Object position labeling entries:
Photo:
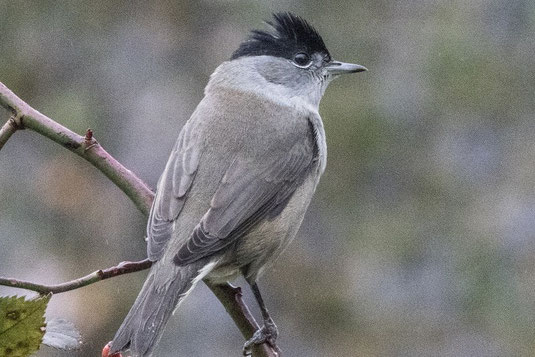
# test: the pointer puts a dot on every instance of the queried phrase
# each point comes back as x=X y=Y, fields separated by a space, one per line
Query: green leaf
x=22 y=325
x=62 y=334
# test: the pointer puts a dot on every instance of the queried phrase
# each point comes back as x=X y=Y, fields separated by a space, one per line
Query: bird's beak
x=336 y=68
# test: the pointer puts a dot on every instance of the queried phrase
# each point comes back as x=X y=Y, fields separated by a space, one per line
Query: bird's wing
x=172 y=191
x=251 y=190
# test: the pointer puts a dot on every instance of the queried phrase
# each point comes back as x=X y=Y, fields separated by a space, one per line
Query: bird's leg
x=267 y=333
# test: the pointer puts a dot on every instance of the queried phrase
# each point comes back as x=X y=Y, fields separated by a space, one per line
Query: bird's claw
x=267 y=333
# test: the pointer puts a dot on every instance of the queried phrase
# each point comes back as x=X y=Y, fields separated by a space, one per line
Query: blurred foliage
x=22 y=325
x=421 y=238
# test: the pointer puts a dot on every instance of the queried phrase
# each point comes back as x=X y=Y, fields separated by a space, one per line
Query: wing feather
x=171 y=191
x=249 y=193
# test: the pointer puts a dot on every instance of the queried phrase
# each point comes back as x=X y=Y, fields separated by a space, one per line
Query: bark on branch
x=25 y=117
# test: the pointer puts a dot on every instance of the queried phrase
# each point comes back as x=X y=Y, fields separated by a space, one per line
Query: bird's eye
x=302 y=60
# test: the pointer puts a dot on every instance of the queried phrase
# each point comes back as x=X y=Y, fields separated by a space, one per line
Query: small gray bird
x=239 y=178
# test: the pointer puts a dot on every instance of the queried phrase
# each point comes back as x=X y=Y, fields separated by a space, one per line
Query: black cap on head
x=291 y=35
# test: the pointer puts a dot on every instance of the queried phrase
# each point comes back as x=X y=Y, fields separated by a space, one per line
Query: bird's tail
x=164 y=289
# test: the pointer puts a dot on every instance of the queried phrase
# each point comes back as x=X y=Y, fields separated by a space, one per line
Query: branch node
x=89 y=141
x=16 y=120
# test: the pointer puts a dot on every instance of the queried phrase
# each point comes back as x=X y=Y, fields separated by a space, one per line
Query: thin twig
x=119 y=269
x=123 y=178
x=88 y=148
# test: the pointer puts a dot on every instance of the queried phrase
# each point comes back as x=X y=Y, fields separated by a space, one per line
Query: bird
x=240 y=177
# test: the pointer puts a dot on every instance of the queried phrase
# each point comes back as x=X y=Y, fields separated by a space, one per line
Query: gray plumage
x=235 y=188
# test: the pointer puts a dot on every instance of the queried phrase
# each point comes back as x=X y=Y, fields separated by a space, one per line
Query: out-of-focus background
x=421 y=238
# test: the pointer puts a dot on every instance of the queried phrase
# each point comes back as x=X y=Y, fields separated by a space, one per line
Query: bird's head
x=292 y=55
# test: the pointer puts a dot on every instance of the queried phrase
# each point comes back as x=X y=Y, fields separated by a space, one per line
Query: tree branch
x=27 y=117
x=120 y=269
x=88 y=148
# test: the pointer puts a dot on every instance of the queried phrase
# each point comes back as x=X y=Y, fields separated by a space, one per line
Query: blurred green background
x=421 y=238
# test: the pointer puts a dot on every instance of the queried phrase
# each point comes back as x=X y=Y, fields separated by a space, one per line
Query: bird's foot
x=267 y=333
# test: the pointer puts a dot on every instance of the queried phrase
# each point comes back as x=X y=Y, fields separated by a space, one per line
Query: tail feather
x=164 y=289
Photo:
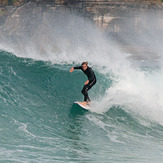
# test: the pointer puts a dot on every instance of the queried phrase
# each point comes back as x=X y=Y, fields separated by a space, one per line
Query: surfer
x=89 y=83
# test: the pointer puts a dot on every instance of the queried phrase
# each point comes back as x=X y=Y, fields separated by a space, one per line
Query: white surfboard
x=87 y=107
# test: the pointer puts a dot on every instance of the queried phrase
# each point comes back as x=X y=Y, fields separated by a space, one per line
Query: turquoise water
x=40 y=123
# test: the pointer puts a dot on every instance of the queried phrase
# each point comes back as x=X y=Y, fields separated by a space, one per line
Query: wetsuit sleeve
x=92 y=75
x=78 y=67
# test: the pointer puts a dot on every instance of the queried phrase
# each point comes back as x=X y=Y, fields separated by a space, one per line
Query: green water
x=40 y=123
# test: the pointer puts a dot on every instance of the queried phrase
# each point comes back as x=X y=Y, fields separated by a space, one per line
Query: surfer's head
x=84 y=65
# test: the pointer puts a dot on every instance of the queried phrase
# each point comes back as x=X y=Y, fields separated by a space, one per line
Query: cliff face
x=107 y=14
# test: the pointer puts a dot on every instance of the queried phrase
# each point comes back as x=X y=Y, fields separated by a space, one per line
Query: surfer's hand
x=86 y=82
x=72 y=69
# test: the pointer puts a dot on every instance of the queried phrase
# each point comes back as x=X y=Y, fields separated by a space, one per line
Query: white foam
x=77 y=40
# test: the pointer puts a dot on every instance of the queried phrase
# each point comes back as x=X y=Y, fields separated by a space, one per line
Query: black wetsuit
x=92 y=81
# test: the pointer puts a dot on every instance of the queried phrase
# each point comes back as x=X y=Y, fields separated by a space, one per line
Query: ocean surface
x=39 y=121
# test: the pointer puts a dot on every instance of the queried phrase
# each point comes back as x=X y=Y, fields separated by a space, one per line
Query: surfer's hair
x=84 y=63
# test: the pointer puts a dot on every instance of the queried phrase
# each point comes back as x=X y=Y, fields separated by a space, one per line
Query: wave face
x=40 y=123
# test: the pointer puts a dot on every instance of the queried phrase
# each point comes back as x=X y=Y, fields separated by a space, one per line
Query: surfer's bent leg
x=86 y=88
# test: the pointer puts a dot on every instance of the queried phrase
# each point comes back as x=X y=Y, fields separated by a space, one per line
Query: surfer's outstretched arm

> _Instructions to follow_
Keep the pictures out of the copy and write out the data exactly as it stands.

> _Solution for this exercise_
Photo:
# test: the pointer puts a dot on every instance of the queried phrase
# each point comes back as x=X y=Y, fields separated by a space, one per line
Query: green leaf
x=22 y=325
x=62 y=334
# test: the pointer puts a dot on every instance of the queried phrase
# each point comes back as x=X y=Y, fields separated by a space, one per line
Query: bird's beak
x=336 y=68
# test: the pointer puts a dot on every instance of the queried phrase
# each point comes back as x=X y=Y, fields separated by a space, one per line
Query: bird's wing
x=172 y=191
x=251 y=190
# test: the pointer puts a dot on every instance of the queried phrase
# each point comes back as x=X y=Y, fields separated by a space, one per line
Query: bird's leg
x=267 y=333
# test: the pointer puts a dot on every instance of the queried phrase
# each point comes back as x=X y=Y, fields separated by a space, one per line
Query: bird's claw
x=267 y=333
# test: the pointer puts a dot on every instance of the queried phrase
# each point comes back as x=X y=Y, fields separated by a space, one per line
Query: blurred foliage
x=22 y=325
x=421 y=238
# test: the pointer puts a dot on every instance of the queried phrase
# each point comes back as x=X y=Y, fields separated by a space, one per line
Query: wing feather
x=171 y=191
x=249 y=193
# test: the pointer puts a dot on every instance of the queried phrase
# each point comes back as x=X y=Y, fields separated by a space, one per line
Query: bark on branch
x=25 y=117
# test: the pointer puts a dot on every instance of the queried phrase
# each point comes back as x=X y=Y, fields separated by a space, one per line
Query: bird's eye
x=302 y=60
# test: the pointer puts a dot on every instance of the queried phrase
# each point comes back as x=X y=Y, fields separated by a space, one per line
Query: small gray bird
x=239 y=178
# test: the pointer puts a dot on every instance of the queried phrase
# each point comes back as x=X y=Y, fields separated by a space, one per line
Query: black cap on head
x=291 y=35
# test: the pointer puts a dot on every instance of the queried phrase
# each point comes back as x=X y=Y, fields separated by a space, one per line
Query: bird's tail
x=164 y=289
# test: the pointer puts a dot on every instance of the queried phrase
# each point comes back as x=X y=Y, fields separated by a space, one per line
Query: branch node
x=89 y=141
x=16 y=120
# test: the pointer puts a dot on every instance of the queried phrase
# each point comes back as x=X y=Y, fields separated by a space, one per line
Query: thin twig
x=119 y=269
x=123 y=178
x=88 y=148
# test: the pointer puts a dot on every instance of the queried phrase
# each point comes back as x=X y=Y, fields separated by a space, one per line
Query: bird
x=240 y=177
# test: the pointer puts a dot on every instance of the queried phrase
# each point comes back as x=X y=Y, fields separated by a space, one per line
Query: gray plumage
x=235 y=188
# test: the pointer puts a dot on every instance of the queried phrase
# each point comes back as x=X y=Y, fields separated by a space, one per line
Query: out-of-focus background
x=421 y=238
# test: the pointer puts a dot on every instance of the queried phrase
# each point comes back as x=X y=Y, fields separated by a space, one per line
Query: bird's head
x=292 y=55
# test: the pointer puts a dot on every instance of the queried phrase
# each point comes back as x=X y=Y, fields separated by a space, one per line
Query: tree branch
x=27 y=117
x=120 y=269
x=88 y=148
# test: the pointer puts a dot on every instance of the queried phrase
# each point comes back as x=X y=Y, fields separated by a space, one per line
Query: blurred green background
x=421 y=238
# test: the pointer puts a dot on every instance of the queried phrase
# each point comes back as x=X y=Y, fields separated by a space, one per line
Query: bird's foot
x=267 y=333
# test: the pointer puts a dot on every instance of the queried phrase
# each point comes back as x=X y=Y, fields separated by a space, one per line
Query: tail feather
x=164 y=289
Photo:
# test: the pointer puts a dot on every instance of the queried phrase
# each point comes back as x=X y=Y, fields separated by a space, one per line
Query: surfer
x=89 y=83
# test: the pointer puts a dot on every instance of the queried phrase
# each point comes back as x=X y=Y, fields separated by a space, one per line
Query: white surfboard
x=87 y=107
# test: the pointer puts a dot on every instance of the queried phrase
# each point comes back as x=X y=Y, fields separated by a space, one per line
Query: turquoise water
x=40 y=123
# test: the pointer puts a dot on every instance of the queried phrase
# each point comes back as x=X y=Y, fields separated by a space, one per line
Query: wetsuit sleeve
x=92 y=75
x=78 y=67
# test: the pointer puts a dot on every instance of the queried phrase
# each point comes back as x=X y=Y, fields separated by a space, one per line
Query: green water
x=40 y=123
# test: the pointer puts a dot on every instance of the queried phrase
# each point comes back as x=X y=Y, fields separated by a space, one per line
Query: surfer's head
x=84 y=65
# test: the pointer puts a dot on every instance of the queried phrase
# each point comes back as x=X y=Y, fields separated by a space, one per line
Query: cliff face
x=107 y=14
# test: the pointer puts a dot on every instance of the queried phrase
# each point comes back as x=X y=Y, fields separated by a space, one per line
Query: surfer's hand
x=86 y=82
x=72 y=69
# test: the pointer puts a dot on every instance of the queried phrase
# each point comes back as x=X y=Y, fields separated by a space, one per line
Query: white foam
x=77 y=40
# test: the pointer puts a dot on every instance of the queried phrase
# each point comes back as x=X y=Y, fields separated by a space, one per line
Query: black wetsuit
x=92 y=81
# test: the pointer puts a dot on every instance of the queried phrase
# each point comes back as x=X y=Y, fields separated by a space, one per line
Query: ocean surface
x=39 y=121
# test: the pointer puts a dot on every instance of the queried phrase
# each point comes back as x=X y=Y, fields separated by a space, one per line
Query: surfer's hair
x=84 y=63
# test: the pointer puts a dot on every instance of the queried phrase
# each point comes back as x=X y=Y, fields separated by a space, one per line
Query: wave face
x=40 y=123
# test: the pointer puts a dot on every instance of the queried phrase
# each point comes back as x=X y=Y, fields separated by a space, one per line
Query: surfer's bent leg
x=86 y=88
# test: the pointer puts a dot on every instance of the queried phrase
# each point comes back as x=X y=Y, fields separated by a space, one per line
Query: surfer's outstretched arm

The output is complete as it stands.